Dataset excerpt:
+++++

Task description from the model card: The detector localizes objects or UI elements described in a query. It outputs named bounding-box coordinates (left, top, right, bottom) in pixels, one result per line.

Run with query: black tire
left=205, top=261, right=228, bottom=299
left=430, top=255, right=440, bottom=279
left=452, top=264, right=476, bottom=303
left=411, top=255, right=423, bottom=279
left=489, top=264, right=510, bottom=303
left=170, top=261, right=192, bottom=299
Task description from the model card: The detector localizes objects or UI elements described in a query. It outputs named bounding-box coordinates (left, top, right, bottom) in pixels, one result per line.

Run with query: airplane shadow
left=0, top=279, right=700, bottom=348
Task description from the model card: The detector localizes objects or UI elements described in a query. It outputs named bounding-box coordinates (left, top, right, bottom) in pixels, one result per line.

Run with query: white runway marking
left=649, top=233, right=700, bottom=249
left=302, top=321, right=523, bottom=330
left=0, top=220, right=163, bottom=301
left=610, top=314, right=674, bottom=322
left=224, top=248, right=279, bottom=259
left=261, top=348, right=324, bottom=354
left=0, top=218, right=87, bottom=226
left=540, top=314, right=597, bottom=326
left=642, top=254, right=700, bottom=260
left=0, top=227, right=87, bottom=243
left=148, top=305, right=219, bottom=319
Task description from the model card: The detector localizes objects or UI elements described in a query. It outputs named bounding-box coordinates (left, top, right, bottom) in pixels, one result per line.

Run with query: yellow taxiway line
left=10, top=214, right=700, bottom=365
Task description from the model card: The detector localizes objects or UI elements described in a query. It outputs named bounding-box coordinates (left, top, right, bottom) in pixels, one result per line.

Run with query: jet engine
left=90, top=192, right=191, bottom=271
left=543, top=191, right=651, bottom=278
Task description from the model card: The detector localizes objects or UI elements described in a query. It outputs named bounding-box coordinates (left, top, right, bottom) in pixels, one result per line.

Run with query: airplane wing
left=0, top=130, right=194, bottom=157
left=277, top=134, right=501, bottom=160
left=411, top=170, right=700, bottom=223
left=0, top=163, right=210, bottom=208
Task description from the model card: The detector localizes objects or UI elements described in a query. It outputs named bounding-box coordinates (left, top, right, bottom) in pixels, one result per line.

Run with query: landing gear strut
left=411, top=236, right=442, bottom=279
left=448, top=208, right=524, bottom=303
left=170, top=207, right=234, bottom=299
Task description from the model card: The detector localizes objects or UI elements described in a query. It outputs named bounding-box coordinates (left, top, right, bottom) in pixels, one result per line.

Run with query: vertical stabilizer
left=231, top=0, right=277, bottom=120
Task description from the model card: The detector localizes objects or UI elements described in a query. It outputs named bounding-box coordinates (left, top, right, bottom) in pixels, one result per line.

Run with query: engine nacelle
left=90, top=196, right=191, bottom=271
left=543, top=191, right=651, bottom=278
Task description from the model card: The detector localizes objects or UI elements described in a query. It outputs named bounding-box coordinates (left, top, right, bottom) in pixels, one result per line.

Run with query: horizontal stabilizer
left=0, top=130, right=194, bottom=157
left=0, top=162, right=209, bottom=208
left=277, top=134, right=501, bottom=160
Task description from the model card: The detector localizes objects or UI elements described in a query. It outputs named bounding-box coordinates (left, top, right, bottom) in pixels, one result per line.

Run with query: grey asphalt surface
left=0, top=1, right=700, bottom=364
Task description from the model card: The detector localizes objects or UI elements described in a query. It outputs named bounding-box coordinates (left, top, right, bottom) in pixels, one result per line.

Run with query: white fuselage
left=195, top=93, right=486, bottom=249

+++++

GIVEN TASK:
Copy out every line of the records above without changing anything.

RESULT:
Task description from the model card: The detector localizes objects or UI elements described in a query. It outputs named bounding-box coordinates (left, top, right, bottom) in pixels, one result per line.

Run with query: black tire
left=205, top=261, right=228, bottom=299
left=430, top=255, right=440, bottom=279
left=452, top=264, right=476, bottom=303
left=411, top=255, right=423, bottom=279
left=489, top=264, right=510, bottom=303
left=170, top=261, right=192, bottom=299
Task description from the model card: The detector localizes objects or UI elements described in a query. It outputs named bounding-box coordinates (left, top, right, bottom) in pixels, one result per line.

Run with query: airplane shadow
left=0, top=279, right=700, bottom=348
Task description from the model card: The detector localizes objects or UI elements described in a query. It outputs named bounding-box coordinates (left, top, right, bottom) in pixels, one result per line.

Run with query: white runway marking
left=649, top=233, right=700, bottom=249
left=302, top=321, right=523, bottom=330
left=0, top=220, right=163, bottom=301
left=610, top=314, right=674, bottom=322
left=224, top=248, right=279, bottom=259
left=261, top=348, right=324, bottom=354
left=0, top=218, right=87, bottom=226
left=540, top=314, right=597, bottom=326
left=642, top=254, right=700, bottom=260
left=0, top=227, right=87, bottom=243
left=148, top=305, right=219, bottom=319
Task description from the model card: The detector localizes objects or UI elements described in a query. It outputs named bounding-box coordinates (left, top, right, bottom) in pixels, one result per line.

Run with query: yellow taxiway line
left=10, top=214, right=700, bottom=365
Task description from the model card: The detector localizes objects or UI elements described in a query. It outputs named bounding-box coordinates (left, top, right, bottom) in pixels, one result per line.

Run with query: jet engine
left=90, top=192, right=191, bottom=271
left=543, top=191, right=651, bottom=278
Task description from the model card: The detector localizes objects or UI elements described in a query. It outputs named bounding-box coordinates (left, top, right, bottom) in pixels, one result per line.

Run with query: airplane wing
left=0, top=130, right=194, bottom=157
left=277, top=134, right=501, bottom=160
left=411, top=170, right=700, bottom=223
left=0, top=163, right=210, bottom=208
Task description from the model card: The detector localizes objects or UI elements described in a query. It outputs named bounding-box coordinates (left, top, right, bottom) in pixels, one result per line.

Run with query: landing gear strut
left=411, top=236, right=442, bottom=279
left=448, top=208, right=524, bottom=303
left=170, top=207, right=234, bottom=299
Task description from the model card: The detector localizes objects or UI elements described in a query. It outputs named bounding-box coordinates (left, top, right, bottom) in pixels, one result per line.

Run with query: vertical stabilizer
left=231, top=0, right=277, bottom=120
Task description from the model card: The detector localizes objects or UI elements described in a query. It outputs named bounding-box coordinates (left, top, right, bottom) in pixels, one result per line.

Run with query: engine nacelle
left=90, top=196, right=191, bottom=271
left=543, top=191, right=651, bottom=278
Task description from the model card: The detector localizes objects or UI elements described in a query. It outputs named bounding-box coordinates (left, top, right, bottom) in pixels, one result per line.

Run with query: horizontal stabilizer
left=0, top=130, right=194, bottom=157
left=0, top=162, right=209, bottom=208
left=277, top=134, right=501, bottom=160
Task description from the model card: The detector localizes objects or UI elements described in a query. It outputs named bounding-box coordinates (left, top, right, bottom) in pixels, one result per line.

Run with query: grey asphalt surface
left=0, top=1, right=700, bottom=364
Task description from the model card: The detector localizes objects or UI elements described in a query. It outputs named bounding-box coordinates (left, top, right, bottom) in pixels, one result per line.

Run with query: white fuselage
left=195, top=93, right=486, bottom=249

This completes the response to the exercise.